## PASSAGE FOR REVIEW
++++++

The rate of adoption of Electronic Health Records (EHRs) has steadily increased over the past several years as more healthcare providers have become increasingly comfortable documenting and storing their medical data electronically. There was a significant increase in the adoption of EHRs following the passage of the Health Information Technology for Economic and Clinical Health (HITECH) Act of 2009; this law was enacted to promote the use of EHRs for patient documentation as well as storage by healthcare providers. EHR adoption prior to the passage of the HITECH Act was at 3.2%; following its passage, the adoption rate jumped up to 14.2%.
One of the issues that arose through the use of different EHRs by the different providers was that of communication and data exchange. Since the different EHRs had different communication standards, they were unable to communicate and effectively exchange data with each other. These EHRs, therefore, had to be configured so that they were interoperable with one another.
WHAT IS HEALTHCARE INTEROPERABILITY?
Healthcare interoperability refers to the ability of EHR systems to effectively communicate with each other and exchange relevant medical information. In true interoperability, effective data exchange occurs irrespective of the EHR platforms used by the healthcare providers. EHR systems that have the same communication standards and message structure are highly interoperable and data exchange can easily occur between these systems. For EHR systems with different communication standards and message structures, however, it may be necessary to use an integration engine to facilitate their interoperability.
In a bid to enhance interoperability between disparate EHR systems, a common communication standard known as Fast Healthcare Interoperability Resources (FHIR) was developed. Released in 2017, FHIR is an internet-based protocol that can be used to exchange patient information regardless of the EHR platform used. Though still in the trial phase, FHIR is gradually being adopted as its benefits become more apparent by stakeholders in the healthcare industry.

++++++

## ENTRIES PROVIDED

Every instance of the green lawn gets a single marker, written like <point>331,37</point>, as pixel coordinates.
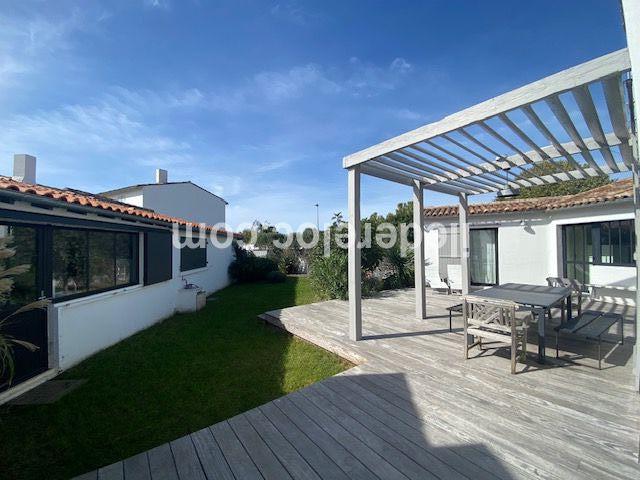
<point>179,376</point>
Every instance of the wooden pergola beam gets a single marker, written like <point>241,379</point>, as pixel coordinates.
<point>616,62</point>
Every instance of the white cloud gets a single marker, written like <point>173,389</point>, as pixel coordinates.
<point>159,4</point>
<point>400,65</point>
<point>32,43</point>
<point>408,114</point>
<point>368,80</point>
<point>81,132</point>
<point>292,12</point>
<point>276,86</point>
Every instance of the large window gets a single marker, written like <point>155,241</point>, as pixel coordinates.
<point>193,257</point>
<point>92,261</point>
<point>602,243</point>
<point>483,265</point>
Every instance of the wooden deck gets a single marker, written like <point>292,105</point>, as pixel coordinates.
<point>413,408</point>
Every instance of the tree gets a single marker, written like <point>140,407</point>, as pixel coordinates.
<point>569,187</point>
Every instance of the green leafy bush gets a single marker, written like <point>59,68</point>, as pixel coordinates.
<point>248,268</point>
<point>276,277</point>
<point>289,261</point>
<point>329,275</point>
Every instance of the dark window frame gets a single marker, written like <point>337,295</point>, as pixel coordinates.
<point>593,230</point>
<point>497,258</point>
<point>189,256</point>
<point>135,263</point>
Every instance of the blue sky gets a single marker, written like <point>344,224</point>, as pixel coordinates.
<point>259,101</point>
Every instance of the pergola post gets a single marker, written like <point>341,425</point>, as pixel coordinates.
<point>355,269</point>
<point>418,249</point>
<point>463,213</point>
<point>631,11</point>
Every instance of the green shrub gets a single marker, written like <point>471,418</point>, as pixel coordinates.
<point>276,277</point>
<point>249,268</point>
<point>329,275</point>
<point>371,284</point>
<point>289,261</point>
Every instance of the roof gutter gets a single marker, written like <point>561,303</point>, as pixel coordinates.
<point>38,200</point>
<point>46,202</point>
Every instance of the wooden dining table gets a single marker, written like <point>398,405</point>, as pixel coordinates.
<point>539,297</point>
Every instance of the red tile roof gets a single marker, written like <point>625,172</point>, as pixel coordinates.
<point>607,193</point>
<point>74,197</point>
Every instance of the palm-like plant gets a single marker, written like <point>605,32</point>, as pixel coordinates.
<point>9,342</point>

++++++

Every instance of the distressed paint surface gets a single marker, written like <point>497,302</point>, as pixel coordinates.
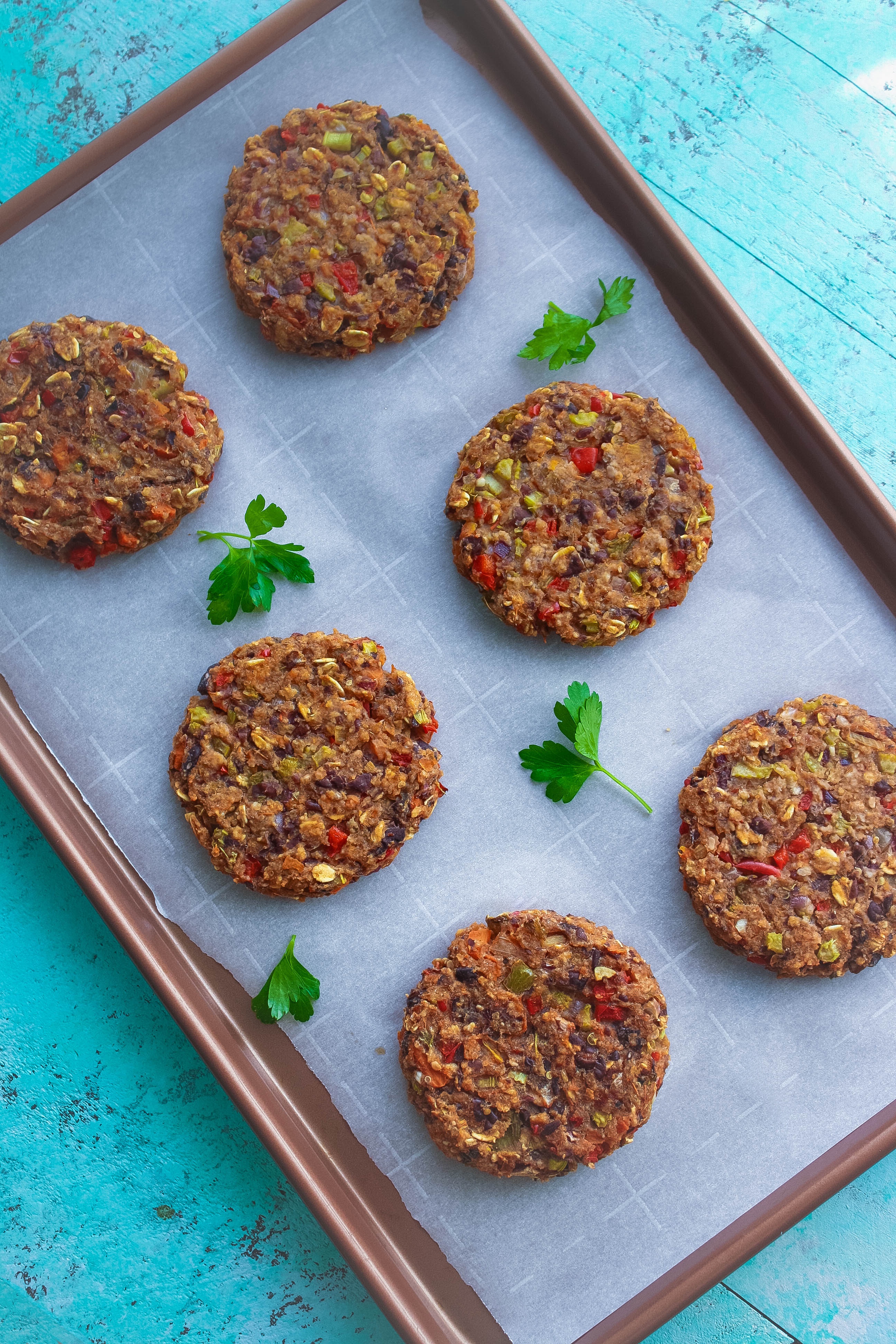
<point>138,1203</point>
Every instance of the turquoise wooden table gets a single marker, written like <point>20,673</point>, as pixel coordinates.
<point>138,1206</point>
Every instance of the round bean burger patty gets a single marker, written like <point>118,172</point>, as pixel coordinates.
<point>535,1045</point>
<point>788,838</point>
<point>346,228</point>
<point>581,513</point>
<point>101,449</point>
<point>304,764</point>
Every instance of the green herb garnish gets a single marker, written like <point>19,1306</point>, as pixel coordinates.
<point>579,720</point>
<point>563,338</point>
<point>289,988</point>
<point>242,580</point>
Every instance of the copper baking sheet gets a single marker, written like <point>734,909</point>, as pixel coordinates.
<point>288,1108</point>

++++++

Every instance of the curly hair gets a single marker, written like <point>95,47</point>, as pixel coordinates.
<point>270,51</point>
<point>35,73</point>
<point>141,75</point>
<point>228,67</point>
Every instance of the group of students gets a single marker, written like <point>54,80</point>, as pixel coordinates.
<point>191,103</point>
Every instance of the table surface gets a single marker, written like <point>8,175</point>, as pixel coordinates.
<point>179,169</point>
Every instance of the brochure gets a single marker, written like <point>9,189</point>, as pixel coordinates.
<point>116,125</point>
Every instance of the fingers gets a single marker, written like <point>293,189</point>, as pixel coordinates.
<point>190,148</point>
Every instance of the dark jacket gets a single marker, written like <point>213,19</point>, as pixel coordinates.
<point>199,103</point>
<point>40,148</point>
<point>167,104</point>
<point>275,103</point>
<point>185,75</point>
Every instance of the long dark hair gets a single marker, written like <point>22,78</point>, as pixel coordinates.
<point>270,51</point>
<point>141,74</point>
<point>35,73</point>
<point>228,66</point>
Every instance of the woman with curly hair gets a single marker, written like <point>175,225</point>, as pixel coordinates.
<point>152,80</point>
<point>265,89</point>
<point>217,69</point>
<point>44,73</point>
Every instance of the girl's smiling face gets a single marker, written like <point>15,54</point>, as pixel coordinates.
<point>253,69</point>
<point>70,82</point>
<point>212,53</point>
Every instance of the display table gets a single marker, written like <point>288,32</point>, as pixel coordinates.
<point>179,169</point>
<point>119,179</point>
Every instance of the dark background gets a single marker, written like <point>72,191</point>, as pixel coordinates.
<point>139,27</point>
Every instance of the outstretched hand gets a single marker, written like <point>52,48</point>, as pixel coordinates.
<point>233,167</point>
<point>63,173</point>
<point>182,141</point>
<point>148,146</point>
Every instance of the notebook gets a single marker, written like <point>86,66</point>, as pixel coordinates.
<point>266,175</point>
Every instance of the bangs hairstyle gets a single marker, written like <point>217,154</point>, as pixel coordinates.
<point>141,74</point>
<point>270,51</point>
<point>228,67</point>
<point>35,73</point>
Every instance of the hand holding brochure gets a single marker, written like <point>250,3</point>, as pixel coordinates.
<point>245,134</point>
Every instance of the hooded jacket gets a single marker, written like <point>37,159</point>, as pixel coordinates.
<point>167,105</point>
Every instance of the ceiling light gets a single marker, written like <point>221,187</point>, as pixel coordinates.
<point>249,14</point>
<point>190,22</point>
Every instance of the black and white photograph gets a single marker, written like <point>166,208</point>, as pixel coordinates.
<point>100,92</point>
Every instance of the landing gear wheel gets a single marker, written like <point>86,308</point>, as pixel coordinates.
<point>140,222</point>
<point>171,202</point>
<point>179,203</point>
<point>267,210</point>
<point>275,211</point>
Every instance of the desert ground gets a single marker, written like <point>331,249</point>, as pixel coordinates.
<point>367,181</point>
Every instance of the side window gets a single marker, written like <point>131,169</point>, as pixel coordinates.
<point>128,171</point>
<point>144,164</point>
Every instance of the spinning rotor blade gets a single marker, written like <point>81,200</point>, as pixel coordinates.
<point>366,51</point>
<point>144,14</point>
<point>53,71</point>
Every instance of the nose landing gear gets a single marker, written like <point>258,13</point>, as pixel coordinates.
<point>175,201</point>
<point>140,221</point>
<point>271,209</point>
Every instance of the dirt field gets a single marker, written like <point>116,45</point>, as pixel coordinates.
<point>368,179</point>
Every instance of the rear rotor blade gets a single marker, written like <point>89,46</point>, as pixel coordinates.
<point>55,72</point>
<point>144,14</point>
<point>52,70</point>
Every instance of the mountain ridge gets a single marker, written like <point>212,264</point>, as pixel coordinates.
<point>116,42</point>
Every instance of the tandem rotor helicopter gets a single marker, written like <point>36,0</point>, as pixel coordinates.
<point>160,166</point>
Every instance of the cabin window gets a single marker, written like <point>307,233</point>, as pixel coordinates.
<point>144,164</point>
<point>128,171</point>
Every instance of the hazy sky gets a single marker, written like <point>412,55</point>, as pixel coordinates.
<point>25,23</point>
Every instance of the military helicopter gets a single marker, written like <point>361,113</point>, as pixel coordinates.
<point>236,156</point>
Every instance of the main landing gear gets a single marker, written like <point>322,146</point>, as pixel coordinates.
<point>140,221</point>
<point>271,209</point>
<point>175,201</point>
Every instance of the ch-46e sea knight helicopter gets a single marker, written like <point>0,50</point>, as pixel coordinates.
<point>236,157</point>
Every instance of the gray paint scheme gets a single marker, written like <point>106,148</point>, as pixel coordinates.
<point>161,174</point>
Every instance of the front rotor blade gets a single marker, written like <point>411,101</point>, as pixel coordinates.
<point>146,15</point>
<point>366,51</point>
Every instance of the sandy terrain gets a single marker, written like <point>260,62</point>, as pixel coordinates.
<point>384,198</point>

++++++

## EXERCISE REQUIREMENTS
1 - Please render this sentence from the passage on healthcare interoperability into Spanish: "Since the different EHRs had different communication standards, they were unable to communicate and effectively exchange data with each other."
2 - Carry on the passage on healthcare interoperability, picking up after its last sentence about FHIR being gradually adopted.

## ANSWERS PER TASK
1 - Como los distintos EHR tenían estándares de comunicación diferentes, no podían comunicarse ni intercambiar datos de manera eficaz entre sí.

2 -
BENEFITS OF HEALTHCARE INTEROPERABILITY
There are several benefits to the ability of disparate EHR systems to effectively communicate and exchange patient information. Some of these benefits include:
- Improved patient care: Interoperability enables the various providers involved in the care of a patient to easily share relevant medical information with each other. This leads to better patient care as the providers have all the information needed to establish a diagnosis and develop a treatment plan.
- Improved patient safety: Duplication of treatment modalities is reduced with interoperability because healthcare providers involved in a patient’s care are able to share information with each other. Furthermore, this prevents providers from developing conflicting treatment plans that may be harmful to the patient.
- Accurate reporting: Medical reports are essential in the evaluation of treatment modalities as well as to monitor trends in different types of medical conditions. Interoperability simplifies the tasks involved in getting the necessary data needed to generate these reports.
CONSEQUENCES OF POOR INTEROPERABILITY
There are several adverse consequences that could result from the inability of EHR systems to effectively communicate with each other:
- Legal: Interoperability between EHR systems is a legal requirement in most states. Therefore, failure of EHR systems to effectively exchange data may result in legal consequences; this is especially so if patient care if negatively impacted.
- Financial: Some financial reimbursement from the Federal government is directly tied to the EHR adoption as well as interoperability. As such, healthcare providers whose EHR systems are not fully interoperable may face reduced reimbursement.
- Poor patient care: The quality of care offered to patients may be reduced if EHR systems are not fully interoperable. This is because healthcare providers may not have all the relevant information needed to make an accurate diagnosis and develop an optimal treatment plan.